CONSEGNA -
Rispondi alle seguenti domande sull'estratto dedicato alle collaborazioni musicali:
(a) In quale compilation benefit è stata inserita "Knotty Pine"?
(b) In quale anno si è rinnovata la collaborazione tra Byrne e Brian Eno?
(c) In quale album e in quale anno è uscita "Don't Give up"?

ESTRATTO DEL DOCUMENTO -
======

Radio Boia playlist/di coppie dispari e revival di un passato immaginario

I Dirty Projectors e David Byrne

A proposito della collaborazione tra i Dirty Projectors e David Byrne - che ha fruttato peraltro la sola "Knotty Pine" inserita nella compilation benefit "Dark Was the Night" - è quasi ovvio che si sia speculato su di un'eredità ideale tra la compagine di David Longstreth e soci ed i Talking Heads. Non che importi molto dopotutto. Certo tra le due formazioni qualche punto in comune c'è - ci sono anche (e ci mancherebbe) parecchie differenze. Tra i punti in comuni ci metterei la curiosità e l'apertura mentale/sonora a 350 gradi (360 non lo voglio dire chè l'angolo giro è invero abusato) nonché una predisposizione di fondo alla giocosità seriosa. O forse alla serietà giocosa.
                                           David Byrne & Dirty Projectors - Knotty Pine

Vero e proprio revival di un capolavoro dei primissimi anni '80 è stata la rinnovata  collaborazione tra Byrne e Brian Eno (del 2008) che ha fruttato "Everything That Happens will Happen Today". 
I risultati - per quanto apprezzabili - non hanno ovviamente la rilevanza di quel "My Life in the Bush of Ghosts" che ancora oggi è in grado di stupire ad ogni ascolto (e pensare che  - sulla carta - lo si sarebbe potuto considerare una sorta di maxi outtake dei Talking Heads prodotti da Eno all'altezza di "Remain in Light"). 
David Byrne e Brian Eno


Riprova ulteriore - laddove se ne sentisse il bisogno - che ripercorrere il passato può essere un utile e piacevole esercizio a patto che vi sia la consapevolezza che i tempi mutano e che le cose non tornano mai come erano una volta. 
                                          David Byrne e Brian Eno - Strange Overtones

La collaborazione tra Peter Gabriel e Kate Bush ha invece figliato (nel 1986, nell'album "So") la celeberrima - e bellissima - "Don't Give up". Anche in questo caso- a seguire -  la tentazione di ripercorrere gli stessi passi c'è forse stata da parte del buon Peter - ad esempio nel suo duetto con Sinead O'Connor nell'abum "Us" del 1992 - anche qui con risultati buoni ma certamente non epocali.  Proprio a Sinead O'Connor - in coppia col grande Willie Nelson -  si deve la miglior cover mai sentita del pezzo in questione, tranquillamente in grado di aggiungere qualcosa all'originale.

                                          Peter Gabriel e Kate Bush - Don't Give Up 
Facciamo un rapido rientro in patria per gustarci i languidi rifacimenti dei classici - specie dei sixties - messi in opera dalla compagine (dal nome kilometrico) di Robertina & Gatto Ciliegia contro Il Grande Freddo. Inizialmente dediti a pezzi esclusivamente strumentali,  assimilati prontamente a quello che si definiva postrock , si sono poi indirizzati (con l'album "Cuore") e l'arrivo della vocalist Robertina alla riscoperta  del passato, riattualizzandolo senza mai sbracare, in bilico tra melodia ed "indietronica". Eppoi - lasciatemelo dire, anche se non c'entra col gruppo in questione - il bello di definizioni come postrock ed indietronica è che sono generi/non generi: ci può stare dentro quasi tutto - dal lounge al terrorismo ultranoise (magari anche nello stesso pezzo).

======

DATI FORNITI -
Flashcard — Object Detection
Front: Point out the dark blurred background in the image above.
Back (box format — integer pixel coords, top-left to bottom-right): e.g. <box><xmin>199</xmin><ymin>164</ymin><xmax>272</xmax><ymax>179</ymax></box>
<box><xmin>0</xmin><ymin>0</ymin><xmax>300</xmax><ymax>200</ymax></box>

======

RISULTATO CORRETTO -
(a) "Dark Was the Night"
(b) Nel 2008
(c) Nell'album "So", nel 1986